So here’s the scenario – you’re bouncing along with a job breaking even on your living expenses while paying your student loans, car payment, and a little credit card debt. You get a raise of $500/mo. Do you invest the money in the stock market? Buy a couch for your apartment? Pay off your credit card debt? Car loan? or pay down your student loan debt? Or, screw it, go to Mexico?

There’s several ways to look at it. Your psychology plays the determining role in what the right choices are. What are your goals? Are you sleeping on the floor and don’t want your girlfriend to come over because of it? Are you conservative in using your credit card or do you rack it up to the limit every time?

To decide on what to do with your extra $375/mo (25% taxes) is dependent on your particular personality features. But what I’d do is get a little breathing room on cash flow. I’d promise myself that if I was diligent for a few months, I’d reward myself a little at the end. I’d take 3/4ths of the raise I got ($282/mo) and apply it to the payment that cost me the most cash flow, i.e. the highest repayment rate. I’d focus all my $282 on paying extra on that loan till it was gone. As I said, cash flow is about lifestyle and net worth is about growing wealth. The other 1/4th of the incremental cash flow, I’d save for a couch or that trip to Mexico. So by the time I was up for that next raise, I’d have a bunch of debt paid down and a new couch. But beyond the couch (and here’s the challenge), I don’t raise my standard of living. I don’t go to Starbucks more or out to dinner more. That’ll just eat up your extra cash. You gotta keep your lifestyle the same except for the couch.

The best investment you can make when you’re young and not expected to make a boatload of money in the short run is to pay down unsecured debt (student loans, credit cards, car) and leave secured debt (house) alone. Unsecured debt is lifestyle debt and says the most about your personal disciplines. I have financed guys that make enormous amounts of money who also spend enormous amounts of money. When trouble comes, they’re ill prepared to handle it. Divorces and bankruptcies are commonplace for those kinds of guys. In your life, you will face difficulty – debt will make it worse.

_ _ _ _ _ _ _

GOAL A - Can you gather every line of the records that contains the word "woman", copying each line in full? Case counts.

EXTRACTED MATERIAL -
_ _ _ _ _ _ _

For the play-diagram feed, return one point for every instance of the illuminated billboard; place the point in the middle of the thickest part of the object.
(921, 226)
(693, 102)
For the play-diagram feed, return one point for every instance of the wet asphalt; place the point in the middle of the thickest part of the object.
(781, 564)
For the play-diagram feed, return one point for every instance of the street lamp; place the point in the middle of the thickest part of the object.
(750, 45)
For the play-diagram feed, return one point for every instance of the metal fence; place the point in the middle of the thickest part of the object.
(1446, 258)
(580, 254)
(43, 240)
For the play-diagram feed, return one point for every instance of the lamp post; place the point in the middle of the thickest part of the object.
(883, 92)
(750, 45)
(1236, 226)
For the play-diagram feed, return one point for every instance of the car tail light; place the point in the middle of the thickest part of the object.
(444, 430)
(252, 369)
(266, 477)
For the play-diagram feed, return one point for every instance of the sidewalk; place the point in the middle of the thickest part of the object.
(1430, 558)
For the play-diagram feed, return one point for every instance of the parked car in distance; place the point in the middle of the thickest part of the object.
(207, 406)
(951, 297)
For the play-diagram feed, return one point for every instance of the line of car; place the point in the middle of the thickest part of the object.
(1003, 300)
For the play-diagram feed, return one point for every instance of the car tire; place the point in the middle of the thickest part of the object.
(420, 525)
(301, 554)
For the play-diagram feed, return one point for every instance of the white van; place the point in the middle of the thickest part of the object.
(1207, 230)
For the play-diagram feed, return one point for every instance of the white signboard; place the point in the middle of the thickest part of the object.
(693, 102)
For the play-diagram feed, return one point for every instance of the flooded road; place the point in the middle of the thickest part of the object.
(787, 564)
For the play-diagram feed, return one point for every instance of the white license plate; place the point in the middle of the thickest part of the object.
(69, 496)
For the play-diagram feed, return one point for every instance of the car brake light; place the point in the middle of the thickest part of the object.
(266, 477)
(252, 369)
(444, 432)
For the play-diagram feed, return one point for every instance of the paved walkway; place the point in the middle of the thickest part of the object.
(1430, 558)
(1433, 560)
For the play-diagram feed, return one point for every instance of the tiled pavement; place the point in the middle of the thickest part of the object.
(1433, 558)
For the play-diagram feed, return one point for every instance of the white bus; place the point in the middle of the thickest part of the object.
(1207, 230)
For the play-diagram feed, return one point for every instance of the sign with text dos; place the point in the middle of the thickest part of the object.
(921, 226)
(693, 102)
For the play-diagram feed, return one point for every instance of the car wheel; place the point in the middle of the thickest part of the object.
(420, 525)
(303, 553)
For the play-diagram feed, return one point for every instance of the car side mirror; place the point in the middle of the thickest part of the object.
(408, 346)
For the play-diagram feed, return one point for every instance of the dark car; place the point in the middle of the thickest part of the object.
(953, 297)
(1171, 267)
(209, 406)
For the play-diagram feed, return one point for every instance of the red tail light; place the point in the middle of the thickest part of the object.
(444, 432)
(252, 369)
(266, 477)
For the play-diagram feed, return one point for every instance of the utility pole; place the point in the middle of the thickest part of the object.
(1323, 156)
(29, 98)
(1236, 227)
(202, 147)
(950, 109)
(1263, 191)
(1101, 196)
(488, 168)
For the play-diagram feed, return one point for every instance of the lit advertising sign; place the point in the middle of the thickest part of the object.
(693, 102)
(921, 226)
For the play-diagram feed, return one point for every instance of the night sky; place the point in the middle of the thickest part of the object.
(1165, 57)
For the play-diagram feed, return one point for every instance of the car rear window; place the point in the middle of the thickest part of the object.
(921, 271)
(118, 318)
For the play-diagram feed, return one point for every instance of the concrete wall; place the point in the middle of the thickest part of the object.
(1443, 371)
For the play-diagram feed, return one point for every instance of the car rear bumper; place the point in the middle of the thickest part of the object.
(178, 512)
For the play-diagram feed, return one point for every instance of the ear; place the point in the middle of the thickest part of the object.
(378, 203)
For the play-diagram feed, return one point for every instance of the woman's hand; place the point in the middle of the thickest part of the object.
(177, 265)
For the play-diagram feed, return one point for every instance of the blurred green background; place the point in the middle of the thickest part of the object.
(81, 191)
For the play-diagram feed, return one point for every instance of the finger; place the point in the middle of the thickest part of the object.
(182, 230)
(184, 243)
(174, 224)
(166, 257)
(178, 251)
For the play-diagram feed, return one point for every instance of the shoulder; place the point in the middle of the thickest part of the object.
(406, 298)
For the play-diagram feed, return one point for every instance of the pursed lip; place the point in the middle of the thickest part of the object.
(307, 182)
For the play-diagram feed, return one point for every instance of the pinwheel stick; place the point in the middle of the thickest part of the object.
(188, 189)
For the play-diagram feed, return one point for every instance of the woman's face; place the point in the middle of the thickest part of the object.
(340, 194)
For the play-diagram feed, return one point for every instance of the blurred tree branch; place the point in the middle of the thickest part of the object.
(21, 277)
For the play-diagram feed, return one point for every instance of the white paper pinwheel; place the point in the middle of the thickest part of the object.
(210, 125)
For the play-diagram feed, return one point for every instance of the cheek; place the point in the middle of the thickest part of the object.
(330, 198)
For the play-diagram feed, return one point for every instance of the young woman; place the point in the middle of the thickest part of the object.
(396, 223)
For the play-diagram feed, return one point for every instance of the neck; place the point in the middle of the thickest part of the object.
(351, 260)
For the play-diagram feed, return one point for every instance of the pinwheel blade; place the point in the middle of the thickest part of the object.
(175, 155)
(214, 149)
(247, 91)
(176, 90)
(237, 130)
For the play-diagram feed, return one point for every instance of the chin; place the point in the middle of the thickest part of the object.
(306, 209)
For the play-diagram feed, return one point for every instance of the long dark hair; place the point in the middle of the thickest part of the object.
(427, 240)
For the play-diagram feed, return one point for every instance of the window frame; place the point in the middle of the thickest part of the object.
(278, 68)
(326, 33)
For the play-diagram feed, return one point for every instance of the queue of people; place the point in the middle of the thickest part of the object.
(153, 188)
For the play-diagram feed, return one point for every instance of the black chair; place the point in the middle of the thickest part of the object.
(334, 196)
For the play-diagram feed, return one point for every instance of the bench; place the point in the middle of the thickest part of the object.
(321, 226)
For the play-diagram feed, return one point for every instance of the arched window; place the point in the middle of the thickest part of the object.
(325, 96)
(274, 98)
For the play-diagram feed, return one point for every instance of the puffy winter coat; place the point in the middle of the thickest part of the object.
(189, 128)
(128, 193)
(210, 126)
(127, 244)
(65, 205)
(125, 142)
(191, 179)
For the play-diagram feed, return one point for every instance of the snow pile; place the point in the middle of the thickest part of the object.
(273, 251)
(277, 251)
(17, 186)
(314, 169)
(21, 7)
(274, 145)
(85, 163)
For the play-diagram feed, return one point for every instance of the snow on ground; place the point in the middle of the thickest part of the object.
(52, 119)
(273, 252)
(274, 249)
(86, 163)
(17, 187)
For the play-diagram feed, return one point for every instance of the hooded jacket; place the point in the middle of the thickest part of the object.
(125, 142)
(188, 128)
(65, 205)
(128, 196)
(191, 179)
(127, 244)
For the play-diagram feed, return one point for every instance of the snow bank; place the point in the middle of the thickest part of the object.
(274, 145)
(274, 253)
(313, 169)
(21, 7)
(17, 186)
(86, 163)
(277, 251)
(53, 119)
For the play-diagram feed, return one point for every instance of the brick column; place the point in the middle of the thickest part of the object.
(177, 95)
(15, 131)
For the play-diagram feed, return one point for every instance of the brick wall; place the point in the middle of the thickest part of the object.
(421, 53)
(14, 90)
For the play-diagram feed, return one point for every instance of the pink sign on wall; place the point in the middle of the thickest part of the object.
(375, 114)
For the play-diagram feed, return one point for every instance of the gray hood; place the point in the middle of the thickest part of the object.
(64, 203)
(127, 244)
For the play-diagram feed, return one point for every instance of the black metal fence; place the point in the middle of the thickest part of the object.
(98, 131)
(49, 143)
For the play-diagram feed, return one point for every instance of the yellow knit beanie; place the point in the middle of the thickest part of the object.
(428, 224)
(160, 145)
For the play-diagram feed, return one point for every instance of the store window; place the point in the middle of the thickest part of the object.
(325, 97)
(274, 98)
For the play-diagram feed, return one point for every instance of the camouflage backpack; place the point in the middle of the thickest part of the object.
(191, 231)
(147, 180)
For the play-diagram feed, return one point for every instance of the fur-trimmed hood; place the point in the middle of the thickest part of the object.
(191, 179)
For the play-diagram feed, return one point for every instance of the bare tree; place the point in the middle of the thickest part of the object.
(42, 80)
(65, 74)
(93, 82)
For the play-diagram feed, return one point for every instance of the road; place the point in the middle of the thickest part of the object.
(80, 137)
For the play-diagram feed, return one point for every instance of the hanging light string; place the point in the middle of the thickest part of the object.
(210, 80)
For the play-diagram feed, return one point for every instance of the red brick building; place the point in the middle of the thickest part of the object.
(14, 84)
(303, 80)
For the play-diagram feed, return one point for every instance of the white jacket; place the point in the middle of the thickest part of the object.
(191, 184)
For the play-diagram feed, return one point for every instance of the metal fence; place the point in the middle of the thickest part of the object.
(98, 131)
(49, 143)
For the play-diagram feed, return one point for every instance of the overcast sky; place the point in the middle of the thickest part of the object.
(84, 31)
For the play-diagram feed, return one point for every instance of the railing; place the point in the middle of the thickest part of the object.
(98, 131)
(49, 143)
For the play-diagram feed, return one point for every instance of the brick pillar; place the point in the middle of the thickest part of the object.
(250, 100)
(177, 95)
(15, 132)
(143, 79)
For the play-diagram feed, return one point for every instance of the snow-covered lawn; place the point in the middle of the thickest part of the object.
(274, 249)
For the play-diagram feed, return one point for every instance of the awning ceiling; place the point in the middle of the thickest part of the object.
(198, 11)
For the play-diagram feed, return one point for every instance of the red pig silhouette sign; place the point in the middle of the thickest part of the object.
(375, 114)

_ _ _ _ _ _ _

GOAL B - In the opening paragraph of the personal finance passage, what choices are offered for using a $500/mo raise? List them all.

TASK RESULT A -
For the play-diagram feed, return one point for every instance of the woman's hand; place the point in the middle of the thickest part of the object.
For the play-diagram feed, return one point for every instance of the woman's face; place the point in the middle of the thickest part of the object.
For the play-diagram feed, return one point for every instance of the young woman; place the point in the middle of the thickest part of the object.

TASK RESULT B -
- Invest the money in the stock market
- Buy a couch for your apartment
- Pay off your credit card debt
- The car loan
- Pay down your student loan debt
- Go to Mexico